**TASK TO CARRY OUT**
Please give the number of lines in the listing that include the word "bumper", with no other words.

**GIVEN RECORDS**
+++++

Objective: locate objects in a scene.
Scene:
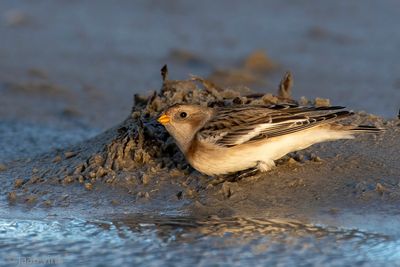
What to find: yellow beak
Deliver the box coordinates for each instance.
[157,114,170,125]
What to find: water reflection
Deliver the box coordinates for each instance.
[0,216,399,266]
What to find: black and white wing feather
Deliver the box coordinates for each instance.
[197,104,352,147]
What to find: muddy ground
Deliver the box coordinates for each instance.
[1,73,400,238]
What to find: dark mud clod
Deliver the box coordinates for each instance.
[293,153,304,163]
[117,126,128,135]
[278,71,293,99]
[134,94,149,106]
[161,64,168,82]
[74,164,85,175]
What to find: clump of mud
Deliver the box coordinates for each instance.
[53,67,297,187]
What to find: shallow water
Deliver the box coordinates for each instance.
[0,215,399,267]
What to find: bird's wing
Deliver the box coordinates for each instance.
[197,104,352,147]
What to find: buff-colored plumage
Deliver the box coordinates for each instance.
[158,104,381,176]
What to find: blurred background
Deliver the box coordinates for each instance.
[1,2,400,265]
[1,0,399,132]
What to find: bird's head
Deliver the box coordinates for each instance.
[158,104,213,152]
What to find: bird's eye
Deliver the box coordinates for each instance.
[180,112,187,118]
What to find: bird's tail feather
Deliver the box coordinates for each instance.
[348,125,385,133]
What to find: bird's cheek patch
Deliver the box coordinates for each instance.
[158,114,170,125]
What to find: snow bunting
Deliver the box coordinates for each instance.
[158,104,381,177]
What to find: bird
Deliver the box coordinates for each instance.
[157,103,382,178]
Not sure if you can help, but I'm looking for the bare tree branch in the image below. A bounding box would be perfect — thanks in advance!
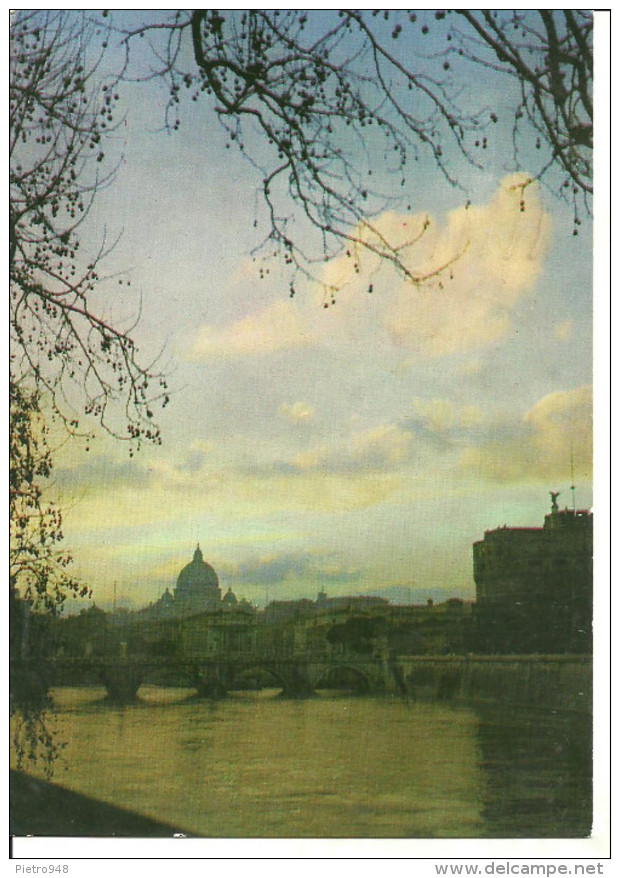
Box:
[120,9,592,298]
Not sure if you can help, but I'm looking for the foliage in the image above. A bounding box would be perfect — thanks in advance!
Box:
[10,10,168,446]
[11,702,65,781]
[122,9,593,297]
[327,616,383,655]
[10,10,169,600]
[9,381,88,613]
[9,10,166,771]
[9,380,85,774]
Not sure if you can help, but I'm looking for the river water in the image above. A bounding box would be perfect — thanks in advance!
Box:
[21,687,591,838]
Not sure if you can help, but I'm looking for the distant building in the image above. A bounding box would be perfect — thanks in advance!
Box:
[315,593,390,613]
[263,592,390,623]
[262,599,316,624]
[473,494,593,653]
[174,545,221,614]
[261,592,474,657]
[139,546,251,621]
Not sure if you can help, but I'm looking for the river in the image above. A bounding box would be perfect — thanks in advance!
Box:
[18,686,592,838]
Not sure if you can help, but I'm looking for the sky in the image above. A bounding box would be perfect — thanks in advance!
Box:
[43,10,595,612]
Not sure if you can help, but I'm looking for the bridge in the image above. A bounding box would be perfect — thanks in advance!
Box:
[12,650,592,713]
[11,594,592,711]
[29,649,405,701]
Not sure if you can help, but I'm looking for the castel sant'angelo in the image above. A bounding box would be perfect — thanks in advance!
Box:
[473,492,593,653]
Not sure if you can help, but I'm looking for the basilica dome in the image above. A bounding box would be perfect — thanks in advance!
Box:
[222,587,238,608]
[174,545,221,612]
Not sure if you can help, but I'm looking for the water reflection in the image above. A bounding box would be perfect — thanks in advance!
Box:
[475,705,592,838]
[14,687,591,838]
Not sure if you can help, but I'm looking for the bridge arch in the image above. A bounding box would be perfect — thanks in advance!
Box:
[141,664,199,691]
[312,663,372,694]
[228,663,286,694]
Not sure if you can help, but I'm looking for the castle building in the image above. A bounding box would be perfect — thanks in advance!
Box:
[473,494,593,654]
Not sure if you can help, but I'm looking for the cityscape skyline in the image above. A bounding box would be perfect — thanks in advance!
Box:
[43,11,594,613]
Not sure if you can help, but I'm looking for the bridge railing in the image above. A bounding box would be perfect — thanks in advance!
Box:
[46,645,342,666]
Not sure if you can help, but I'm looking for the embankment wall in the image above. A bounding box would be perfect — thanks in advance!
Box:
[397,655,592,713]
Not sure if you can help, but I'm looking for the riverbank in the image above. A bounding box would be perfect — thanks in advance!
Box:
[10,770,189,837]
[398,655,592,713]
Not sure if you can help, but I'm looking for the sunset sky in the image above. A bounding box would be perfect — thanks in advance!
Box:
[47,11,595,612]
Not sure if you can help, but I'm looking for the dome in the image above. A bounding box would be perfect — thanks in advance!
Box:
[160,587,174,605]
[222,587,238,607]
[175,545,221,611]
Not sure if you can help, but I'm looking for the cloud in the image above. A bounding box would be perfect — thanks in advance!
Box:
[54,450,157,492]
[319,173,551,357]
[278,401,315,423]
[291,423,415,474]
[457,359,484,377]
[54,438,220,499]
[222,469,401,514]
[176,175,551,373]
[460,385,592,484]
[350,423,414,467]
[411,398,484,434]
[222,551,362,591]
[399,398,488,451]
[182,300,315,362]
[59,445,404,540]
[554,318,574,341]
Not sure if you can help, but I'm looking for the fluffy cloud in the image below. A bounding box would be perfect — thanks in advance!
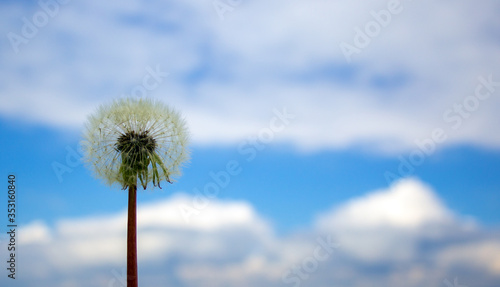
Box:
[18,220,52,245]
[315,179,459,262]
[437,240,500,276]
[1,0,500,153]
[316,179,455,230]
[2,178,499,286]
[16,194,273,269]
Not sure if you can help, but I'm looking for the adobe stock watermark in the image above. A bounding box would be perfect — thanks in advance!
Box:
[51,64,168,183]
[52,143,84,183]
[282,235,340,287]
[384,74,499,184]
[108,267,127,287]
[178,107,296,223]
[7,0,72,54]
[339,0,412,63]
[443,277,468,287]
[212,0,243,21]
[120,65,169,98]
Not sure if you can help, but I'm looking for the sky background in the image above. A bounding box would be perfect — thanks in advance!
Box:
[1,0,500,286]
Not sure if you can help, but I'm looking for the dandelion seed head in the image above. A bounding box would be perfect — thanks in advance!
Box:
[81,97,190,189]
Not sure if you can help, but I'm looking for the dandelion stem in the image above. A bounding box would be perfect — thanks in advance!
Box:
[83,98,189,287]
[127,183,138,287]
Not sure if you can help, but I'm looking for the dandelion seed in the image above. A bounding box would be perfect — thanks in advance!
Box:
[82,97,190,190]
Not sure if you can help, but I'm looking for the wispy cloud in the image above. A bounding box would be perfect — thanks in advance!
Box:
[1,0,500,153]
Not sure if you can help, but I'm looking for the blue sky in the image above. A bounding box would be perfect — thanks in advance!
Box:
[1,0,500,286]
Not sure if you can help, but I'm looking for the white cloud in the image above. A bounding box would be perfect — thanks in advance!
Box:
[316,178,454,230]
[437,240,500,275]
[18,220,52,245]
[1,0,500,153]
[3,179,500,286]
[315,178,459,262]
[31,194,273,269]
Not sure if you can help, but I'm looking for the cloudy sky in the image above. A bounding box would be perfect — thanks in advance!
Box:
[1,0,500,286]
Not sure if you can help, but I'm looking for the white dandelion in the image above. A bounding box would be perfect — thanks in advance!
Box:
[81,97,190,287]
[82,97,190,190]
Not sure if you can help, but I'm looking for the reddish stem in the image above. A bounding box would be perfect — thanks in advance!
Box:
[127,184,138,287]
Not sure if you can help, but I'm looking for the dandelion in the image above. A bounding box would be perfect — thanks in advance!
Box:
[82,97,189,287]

+++++

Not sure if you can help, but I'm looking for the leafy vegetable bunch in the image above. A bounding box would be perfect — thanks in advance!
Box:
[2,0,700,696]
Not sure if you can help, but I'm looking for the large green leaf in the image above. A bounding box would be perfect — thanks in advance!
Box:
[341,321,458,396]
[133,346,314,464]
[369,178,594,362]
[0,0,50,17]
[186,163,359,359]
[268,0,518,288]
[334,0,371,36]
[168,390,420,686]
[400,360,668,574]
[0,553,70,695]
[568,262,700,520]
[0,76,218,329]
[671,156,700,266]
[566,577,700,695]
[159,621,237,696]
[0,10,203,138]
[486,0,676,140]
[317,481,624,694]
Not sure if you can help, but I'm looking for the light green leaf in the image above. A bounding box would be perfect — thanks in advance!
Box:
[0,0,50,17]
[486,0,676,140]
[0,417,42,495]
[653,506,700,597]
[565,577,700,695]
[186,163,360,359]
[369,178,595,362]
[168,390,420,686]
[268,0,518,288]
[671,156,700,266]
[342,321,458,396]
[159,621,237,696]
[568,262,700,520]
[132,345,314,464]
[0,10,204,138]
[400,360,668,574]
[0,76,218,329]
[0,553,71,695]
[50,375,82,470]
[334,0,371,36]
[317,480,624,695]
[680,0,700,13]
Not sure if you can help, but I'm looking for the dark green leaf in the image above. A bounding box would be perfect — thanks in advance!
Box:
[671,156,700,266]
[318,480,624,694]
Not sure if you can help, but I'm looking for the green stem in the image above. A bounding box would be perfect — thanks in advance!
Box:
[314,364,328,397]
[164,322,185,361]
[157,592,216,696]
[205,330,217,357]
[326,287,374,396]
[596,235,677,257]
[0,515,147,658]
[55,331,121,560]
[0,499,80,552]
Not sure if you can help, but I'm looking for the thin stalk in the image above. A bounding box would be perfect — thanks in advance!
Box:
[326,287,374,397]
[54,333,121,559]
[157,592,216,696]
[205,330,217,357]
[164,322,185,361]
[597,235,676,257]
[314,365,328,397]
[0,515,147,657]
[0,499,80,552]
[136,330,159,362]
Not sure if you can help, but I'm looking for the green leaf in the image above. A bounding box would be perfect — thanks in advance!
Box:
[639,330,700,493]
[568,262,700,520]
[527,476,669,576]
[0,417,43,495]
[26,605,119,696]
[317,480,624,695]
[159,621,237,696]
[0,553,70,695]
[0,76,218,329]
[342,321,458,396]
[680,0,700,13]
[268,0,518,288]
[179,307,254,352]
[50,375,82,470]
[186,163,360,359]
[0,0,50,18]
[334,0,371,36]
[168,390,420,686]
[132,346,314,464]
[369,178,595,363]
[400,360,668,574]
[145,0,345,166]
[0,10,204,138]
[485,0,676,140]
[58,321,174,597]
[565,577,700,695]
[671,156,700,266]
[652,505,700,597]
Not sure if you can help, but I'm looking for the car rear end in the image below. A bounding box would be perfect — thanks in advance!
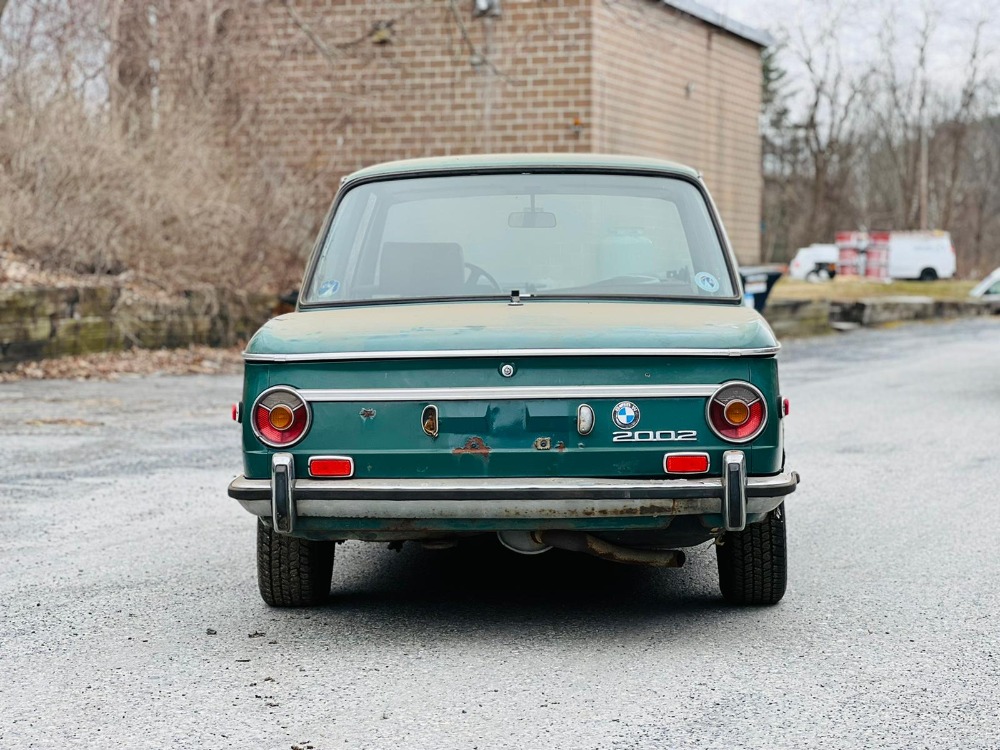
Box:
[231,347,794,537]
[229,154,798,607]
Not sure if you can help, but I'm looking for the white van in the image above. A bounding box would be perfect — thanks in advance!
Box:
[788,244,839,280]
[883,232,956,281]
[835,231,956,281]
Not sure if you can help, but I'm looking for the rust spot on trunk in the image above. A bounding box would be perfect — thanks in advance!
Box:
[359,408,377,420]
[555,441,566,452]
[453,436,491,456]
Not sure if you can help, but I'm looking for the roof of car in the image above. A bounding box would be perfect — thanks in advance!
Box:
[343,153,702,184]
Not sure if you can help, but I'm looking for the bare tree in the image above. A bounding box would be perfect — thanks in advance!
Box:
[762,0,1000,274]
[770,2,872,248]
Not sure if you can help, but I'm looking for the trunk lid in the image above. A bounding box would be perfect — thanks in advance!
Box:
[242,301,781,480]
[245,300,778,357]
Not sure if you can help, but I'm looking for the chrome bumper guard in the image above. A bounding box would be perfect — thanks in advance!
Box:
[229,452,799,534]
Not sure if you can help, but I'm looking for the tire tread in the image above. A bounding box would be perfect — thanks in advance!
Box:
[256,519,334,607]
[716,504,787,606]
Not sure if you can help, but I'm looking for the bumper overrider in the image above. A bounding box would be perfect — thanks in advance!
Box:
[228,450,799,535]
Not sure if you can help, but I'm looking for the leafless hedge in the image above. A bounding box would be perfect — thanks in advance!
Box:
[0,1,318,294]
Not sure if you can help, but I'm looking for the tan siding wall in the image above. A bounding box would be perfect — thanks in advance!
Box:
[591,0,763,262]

+++++

**ANSWER SPACE**
2